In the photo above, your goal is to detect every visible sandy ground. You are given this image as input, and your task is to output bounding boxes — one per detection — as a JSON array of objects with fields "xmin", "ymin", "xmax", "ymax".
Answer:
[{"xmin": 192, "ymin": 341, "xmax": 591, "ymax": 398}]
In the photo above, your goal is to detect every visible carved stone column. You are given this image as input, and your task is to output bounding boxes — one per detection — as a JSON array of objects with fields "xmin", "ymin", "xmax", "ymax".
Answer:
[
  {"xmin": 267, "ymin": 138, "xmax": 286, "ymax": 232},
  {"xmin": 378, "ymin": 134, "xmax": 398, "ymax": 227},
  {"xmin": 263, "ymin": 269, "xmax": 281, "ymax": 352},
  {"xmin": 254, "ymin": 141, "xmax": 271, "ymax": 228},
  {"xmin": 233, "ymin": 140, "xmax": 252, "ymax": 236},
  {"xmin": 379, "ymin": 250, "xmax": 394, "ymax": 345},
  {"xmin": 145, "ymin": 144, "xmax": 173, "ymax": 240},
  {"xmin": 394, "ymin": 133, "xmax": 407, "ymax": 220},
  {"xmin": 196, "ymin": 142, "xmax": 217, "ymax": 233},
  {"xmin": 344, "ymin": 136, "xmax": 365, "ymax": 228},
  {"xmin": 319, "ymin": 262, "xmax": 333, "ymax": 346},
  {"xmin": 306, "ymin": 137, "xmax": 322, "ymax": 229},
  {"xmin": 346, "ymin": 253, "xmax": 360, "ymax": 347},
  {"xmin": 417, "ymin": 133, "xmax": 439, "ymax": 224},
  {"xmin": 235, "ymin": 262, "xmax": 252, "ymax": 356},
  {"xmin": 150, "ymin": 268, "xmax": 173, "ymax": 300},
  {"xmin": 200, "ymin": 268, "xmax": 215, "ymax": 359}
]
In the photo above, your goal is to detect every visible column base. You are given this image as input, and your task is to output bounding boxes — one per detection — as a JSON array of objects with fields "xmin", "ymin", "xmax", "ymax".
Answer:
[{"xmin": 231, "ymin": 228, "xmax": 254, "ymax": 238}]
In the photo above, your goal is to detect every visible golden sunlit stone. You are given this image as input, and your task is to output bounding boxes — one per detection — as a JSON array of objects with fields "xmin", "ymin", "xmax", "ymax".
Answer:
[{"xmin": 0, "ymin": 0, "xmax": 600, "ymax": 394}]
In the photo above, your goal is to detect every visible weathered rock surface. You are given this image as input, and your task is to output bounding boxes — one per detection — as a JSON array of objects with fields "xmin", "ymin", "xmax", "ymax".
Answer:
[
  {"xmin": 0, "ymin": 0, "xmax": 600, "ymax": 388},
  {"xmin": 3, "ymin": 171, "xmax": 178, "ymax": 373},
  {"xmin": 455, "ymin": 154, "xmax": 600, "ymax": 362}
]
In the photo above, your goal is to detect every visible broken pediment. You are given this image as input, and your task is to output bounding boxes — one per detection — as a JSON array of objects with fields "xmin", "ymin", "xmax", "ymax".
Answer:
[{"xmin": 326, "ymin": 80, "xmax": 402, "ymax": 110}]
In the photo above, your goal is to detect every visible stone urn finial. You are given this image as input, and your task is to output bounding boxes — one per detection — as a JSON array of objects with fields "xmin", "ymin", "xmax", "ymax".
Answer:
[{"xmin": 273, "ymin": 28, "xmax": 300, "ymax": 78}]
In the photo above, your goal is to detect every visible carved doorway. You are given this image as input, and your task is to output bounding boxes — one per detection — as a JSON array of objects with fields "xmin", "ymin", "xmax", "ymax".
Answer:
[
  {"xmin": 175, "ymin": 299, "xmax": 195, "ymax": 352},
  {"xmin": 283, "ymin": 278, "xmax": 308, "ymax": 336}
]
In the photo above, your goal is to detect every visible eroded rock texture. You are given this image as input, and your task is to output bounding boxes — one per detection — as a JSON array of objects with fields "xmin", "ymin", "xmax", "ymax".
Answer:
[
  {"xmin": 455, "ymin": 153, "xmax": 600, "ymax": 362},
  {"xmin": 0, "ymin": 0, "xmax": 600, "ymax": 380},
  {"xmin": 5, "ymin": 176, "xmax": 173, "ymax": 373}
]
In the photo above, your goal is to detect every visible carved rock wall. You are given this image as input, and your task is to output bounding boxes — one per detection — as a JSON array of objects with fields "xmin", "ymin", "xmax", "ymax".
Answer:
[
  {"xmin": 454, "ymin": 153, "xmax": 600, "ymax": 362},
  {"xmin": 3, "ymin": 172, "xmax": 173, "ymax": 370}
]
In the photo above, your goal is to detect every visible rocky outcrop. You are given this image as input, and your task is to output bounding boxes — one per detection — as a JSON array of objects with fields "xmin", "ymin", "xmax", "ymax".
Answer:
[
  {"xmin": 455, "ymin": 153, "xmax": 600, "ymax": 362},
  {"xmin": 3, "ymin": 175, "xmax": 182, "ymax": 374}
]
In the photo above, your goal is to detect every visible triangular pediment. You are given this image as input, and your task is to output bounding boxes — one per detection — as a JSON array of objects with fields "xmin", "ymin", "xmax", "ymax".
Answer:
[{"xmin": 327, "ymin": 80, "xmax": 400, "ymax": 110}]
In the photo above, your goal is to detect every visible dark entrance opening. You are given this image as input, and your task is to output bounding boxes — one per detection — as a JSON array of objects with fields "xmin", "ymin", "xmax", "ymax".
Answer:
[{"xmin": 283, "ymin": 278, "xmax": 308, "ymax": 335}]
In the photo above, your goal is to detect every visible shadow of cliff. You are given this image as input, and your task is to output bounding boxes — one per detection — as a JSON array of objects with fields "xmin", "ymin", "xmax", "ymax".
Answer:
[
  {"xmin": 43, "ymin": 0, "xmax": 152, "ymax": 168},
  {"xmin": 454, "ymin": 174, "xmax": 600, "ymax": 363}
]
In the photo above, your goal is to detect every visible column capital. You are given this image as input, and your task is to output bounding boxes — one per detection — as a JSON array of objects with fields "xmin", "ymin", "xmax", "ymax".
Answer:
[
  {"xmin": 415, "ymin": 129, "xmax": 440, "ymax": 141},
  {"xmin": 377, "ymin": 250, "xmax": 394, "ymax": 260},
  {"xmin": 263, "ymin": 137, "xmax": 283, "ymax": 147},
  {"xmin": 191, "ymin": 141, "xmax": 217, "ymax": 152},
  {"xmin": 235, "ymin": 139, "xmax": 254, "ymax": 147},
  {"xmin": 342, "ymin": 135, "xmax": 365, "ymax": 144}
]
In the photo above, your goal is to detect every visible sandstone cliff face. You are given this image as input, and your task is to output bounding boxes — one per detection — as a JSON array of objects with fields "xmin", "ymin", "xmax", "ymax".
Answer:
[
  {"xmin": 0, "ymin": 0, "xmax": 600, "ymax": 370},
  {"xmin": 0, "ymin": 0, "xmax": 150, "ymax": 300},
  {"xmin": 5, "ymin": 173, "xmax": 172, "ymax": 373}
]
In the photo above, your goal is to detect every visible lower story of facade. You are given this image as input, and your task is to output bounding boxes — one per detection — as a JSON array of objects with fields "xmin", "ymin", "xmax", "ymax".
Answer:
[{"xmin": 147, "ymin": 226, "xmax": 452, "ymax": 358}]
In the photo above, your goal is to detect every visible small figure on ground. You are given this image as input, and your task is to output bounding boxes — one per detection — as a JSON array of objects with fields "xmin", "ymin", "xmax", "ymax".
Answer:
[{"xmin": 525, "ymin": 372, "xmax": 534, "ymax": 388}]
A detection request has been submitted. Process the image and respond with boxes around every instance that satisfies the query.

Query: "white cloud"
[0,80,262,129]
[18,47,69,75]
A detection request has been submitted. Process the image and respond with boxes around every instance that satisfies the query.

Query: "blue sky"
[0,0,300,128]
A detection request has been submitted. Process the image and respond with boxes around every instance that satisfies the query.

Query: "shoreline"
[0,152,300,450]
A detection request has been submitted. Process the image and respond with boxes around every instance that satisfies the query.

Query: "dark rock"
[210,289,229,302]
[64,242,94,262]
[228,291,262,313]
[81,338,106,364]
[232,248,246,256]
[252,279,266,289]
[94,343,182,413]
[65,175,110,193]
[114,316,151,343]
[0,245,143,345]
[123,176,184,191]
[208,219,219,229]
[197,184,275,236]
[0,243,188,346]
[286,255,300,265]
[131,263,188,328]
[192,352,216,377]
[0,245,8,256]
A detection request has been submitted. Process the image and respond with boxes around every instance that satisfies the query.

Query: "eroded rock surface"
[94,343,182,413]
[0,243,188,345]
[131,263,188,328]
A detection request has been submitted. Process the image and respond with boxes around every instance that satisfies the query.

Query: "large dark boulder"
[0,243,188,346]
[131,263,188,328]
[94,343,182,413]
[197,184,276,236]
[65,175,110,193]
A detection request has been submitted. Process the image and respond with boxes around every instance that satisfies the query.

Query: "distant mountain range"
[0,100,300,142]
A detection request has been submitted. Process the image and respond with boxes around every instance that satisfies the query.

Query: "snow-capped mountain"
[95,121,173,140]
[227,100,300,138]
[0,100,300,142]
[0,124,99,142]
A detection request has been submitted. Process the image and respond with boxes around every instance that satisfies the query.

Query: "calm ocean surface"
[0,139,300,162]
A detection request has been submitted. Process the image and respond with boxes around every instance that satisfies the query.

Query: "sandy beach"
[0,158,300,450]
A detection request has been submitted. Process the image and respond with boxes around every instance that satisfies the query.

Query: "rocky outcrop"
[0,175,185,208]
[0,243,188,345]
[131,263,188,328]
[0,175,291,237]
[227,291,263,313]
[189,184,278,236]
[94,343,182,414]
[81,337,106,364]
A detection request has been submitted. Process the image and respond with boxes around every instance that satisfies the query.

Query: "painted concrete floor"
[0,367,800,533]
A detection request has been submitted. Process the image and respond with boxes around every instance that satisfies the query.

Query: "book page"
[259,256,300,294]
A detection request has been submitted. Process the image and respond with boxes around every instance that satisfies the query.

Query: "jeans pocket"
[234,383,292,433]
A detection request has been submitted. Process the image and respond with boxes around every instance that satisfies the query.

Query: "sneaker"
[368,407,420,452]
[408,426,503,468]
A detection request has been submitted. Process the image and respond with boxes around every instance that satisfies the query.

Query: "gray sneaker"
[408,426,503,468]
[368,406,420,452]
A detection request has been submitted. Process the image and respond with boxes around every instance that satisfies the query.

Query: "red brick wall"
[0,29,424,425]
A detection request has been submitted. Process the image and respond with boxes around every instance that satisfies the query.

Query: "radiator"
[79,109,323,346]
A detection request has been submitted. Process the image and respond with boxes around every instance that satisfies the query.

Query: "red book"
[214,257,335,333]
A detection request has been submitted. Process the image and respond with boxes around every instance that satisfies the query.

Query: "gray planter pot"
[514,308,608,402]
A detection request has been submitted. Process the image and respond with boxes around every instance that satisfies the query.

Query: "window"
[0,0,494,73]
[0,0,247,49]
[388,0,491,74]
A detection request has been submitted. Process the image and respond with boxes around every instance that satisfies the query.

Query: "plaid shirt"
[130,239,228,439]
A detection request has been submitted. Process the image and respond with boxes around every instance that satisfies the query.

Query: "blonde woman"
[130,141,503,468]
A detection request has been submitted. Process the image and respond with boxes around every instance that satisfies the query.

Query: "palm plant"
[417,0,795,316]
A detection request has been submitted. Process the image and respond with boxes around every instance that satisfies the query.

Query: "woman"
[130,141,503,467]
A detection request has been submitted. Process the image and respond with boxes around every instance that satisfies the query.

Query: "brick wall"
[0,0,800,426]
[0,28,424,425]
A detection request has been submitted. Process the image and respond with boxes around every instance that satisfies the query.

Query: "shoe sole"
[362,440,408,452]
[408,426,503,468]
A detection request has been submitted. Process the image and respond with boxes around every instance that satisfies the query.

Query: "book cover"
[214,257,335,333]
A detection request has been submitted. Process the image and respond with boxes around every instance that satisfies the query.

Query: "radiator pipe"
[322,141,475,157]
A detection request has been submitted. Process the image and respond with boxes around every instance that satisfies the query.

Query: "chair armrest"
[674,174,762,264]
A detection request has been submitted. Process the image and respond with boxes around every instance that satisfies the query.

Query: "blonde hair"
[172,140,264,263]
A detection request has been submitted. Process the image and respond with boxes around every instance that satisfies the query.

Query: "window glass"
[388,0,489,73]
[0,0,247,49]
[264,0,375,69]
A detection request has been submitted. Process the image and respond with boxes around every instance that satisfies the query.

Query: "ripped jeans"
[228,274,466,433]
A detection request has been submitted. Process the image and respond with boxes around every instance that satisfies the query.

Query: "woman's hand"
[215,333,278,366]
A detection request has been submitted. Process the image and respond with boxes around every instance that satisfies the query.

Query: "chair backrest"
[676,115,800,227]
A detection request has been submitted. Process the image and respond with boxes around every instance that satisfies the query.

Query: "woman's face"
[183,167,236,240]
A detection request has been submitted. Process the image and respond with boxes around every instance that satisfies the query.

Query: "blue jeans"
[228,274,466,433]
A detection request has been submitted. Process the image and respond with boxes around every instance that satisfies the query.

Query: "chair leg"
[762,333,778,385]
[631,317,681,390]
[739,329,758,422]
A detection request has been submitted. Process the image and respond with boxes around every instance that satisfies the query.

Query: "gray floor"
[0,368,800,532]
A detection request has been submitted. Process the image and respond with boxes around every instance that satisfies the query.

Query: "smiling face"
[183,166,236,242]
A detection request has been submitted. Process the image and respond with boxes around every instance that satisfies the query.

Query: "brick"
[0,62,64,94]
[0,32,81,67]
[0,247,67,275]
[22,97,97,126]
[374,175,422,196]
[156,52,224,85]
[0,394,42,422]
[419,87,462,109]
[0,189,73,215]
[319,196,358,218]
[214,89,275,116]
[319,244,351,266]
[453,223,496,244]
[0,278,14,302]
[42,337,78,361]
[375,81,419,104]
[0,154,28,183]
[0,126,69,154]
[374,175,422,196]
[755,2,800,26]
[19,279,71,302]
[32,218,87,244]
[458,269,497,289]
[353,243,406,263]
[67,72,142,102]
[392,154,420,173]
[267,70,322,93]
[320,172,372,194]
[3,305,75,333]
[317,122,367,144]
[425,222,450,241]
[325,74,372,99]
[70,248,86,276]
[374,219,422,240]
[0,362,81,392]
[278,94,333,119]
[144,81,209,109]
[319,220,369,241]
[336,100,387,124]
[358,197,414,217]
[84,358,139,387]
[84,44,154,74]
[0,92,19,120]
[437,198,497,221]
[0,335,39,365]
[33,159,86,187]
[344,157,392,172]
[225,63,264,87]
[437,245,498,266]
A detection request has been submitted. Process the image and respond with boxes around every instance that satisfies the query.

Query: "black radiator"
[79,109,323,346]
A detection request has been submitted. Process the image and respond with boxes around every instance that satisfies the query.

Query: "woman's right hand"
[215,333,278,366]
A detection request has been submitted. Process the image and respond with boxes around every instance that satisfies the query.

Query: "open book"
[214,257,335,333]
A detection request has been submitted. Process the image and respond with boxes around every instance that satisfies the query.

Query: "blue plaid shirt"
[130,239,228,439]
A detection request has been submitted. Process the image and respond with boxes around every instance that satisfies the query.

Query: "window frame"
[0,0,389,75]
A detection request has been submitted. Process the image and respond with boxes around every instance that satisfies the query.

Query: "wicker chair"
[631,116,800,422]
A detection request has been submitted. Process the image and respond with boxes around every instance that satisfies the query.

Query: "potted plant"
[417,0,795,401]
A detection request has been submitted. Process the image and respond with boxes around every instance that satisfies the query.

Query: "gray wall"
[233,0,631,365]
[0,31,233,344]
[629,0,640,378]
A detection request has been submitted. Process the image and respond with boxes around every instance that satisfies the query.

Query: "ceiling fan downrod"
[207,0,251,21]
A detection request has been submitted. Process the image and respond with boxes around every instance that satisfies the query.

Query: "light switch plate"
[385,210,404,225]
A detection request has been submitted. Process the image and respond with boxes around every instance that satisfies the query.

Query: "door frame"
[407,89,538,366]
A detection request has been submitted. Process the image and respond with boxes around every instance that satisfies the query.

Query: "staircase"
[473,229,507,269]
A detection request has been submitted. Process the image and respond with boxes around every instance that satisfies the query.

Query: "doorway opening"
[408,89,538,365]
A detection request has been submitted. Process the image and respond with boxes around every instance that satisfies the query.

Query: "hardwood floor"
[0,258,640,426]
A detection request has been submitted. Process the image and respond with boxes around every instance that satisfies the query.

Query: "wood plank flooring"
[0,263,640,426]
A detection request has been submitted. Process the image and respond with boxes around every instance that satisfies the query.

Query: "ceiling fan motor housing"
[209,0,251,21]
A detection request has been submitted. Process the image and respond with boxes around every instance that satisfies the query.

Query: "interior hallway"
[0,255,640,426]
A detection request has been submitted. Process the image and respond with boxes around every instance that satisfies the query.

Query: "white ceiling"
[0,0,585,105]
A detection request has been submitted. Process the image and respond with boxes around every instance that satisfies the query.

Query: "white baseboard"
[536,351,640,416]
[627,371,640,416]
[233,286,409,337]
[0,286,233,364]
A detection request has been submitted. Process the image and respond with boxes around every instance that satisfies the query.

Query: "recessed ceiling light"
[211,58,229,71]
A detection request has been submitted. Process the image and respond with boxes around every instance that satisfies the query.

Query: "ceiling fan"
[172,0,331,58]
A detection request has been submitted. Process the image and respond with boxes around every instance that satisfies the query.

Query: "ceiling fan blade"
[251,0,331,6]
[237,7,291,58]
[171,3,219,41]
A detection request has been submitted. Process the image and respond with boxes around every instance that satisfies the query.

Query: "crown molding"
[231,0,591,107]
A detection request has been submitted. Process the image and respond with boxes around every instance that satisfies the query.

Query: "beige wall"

TASK STATEMENT
Report how many lines of the items contain the string "blue", matching case exactly. Give only the number.

ANSWER TO THE PROBLEM
3